EXERCISE BRIEF
Take the line that contains "In this picture, where can the coffered" and all lines after it, up to and including the last line of the data, and write them out exactly; nothing else belongs in the answer.

========================

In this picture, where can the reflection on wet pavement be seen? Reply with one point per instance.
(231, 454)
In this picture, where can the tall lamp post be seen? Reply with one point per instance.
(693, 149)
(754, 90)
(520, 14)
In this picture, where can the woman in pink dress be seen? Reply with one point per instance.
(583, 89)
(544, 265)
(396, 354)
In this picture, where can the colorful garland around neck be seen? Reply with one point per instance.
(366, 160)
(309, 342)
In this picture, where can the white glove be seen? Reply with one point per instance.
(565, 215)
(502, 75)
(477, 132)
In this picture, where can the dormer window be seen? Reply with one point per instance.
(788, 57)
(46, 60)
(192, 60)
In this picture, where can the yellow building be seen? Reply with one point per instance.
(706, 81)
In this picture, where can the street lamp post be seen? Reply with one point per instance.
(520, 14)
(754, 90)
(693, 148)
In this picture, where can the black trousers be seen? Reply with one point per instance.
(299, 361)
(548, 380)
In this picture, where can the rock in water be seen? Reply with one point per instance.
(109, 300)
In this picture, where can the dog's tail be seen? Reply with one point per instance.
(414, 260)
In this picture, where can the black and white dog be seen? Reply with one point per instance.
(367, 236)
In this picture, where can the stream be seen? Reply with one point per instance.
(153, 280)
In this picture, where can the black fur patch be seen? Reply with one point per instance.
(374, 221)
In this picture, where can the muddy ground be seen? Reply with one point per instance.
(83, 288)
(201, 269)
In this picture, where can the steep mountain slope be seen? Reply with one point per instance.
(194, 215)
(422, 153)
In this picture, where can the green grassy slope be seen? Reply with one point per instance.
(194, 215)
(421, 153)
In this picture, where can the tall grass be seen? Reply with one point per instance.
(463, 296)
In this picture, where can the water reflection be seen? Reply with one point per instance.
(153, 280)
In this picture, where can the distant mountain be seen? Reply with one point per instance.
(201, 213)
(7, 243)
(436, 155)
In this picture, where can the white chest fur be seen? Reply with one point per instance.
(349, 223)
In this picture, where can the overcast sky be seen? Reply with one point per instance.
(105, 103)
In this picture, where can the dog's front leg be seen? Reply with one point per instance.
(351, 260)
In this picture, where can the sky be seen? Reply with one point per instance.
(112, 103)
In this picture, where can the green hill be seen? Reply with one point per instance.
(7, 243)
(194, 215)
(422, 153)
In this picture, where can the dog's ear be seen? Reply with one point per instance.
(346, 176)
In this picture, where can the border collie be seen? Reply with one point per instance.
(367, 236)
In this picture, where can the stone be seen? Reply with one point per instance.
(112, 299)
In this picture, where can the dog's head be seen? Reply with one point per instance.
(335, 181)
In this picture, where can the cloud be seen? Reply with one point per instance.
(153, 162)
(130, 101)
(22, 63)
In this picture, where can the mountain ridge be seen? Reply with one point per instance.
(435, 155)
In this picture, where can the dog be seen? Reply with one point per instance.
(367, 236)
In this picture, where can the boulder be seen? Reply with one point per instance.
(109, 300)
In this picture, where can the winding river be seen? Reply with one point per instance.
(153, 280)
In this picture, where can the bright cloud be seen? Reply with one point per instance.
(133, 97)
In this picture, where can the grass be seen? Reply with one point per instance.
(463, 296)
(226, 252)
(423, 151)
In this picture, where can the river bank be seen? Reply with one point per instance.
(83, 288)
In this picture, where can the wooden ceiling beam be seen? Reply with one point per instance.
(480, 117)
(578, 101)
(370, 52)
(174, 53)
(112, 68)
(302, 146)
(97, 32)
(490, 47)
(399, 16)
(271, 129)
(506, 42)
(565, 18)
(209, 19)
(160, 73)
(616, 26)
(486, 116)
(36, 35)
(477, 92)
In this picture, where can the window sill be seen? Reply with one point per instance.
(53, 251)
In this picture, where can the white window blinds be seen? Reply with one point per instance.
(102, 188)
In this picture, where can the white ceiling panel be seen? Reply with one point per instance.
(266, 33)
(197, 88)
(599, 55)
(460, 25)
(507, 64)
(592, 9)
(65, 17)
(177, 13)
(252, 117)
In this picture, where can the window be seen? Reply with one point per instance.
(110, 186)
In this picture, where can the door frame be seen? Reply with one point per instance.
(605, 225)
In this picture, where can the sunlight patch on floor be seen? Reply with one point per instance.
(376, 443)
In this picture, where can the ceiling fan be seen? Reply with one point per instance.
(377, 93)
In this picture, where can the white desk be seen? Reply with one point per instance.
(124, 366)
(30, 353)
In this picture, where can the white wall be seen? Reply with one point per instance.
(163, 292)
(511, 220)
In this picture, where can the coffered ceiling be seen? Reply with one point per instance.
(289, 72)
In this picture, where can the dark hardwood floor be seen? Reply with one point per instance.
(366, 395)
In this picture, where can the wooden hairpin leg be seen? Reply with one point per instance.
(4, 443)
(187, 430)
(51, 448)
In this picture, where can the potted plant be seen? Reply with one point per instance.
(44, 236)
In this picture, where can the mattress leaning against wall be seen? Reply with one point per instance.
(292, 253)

========================

PROBLEM SOLUTION
In this picture, where can the coffered ceiling be seen? Reply with one point per instance.
(289, 72)
In this picture, where can the dark hardwood floor be seen? Reply with one point per instance.
(366, 395)
In this picture, where can the wooden hairpin leg be seen? Reply with one point per instance.
(4, 443)
(187, 430)
(51, 448)
In this picture, where can the potted plant be seen? Reply with one point per instance.
(44, 236)
In this picture, where can the mattress leaning against wall be seen? Reply with one point per instance.
(292, 253)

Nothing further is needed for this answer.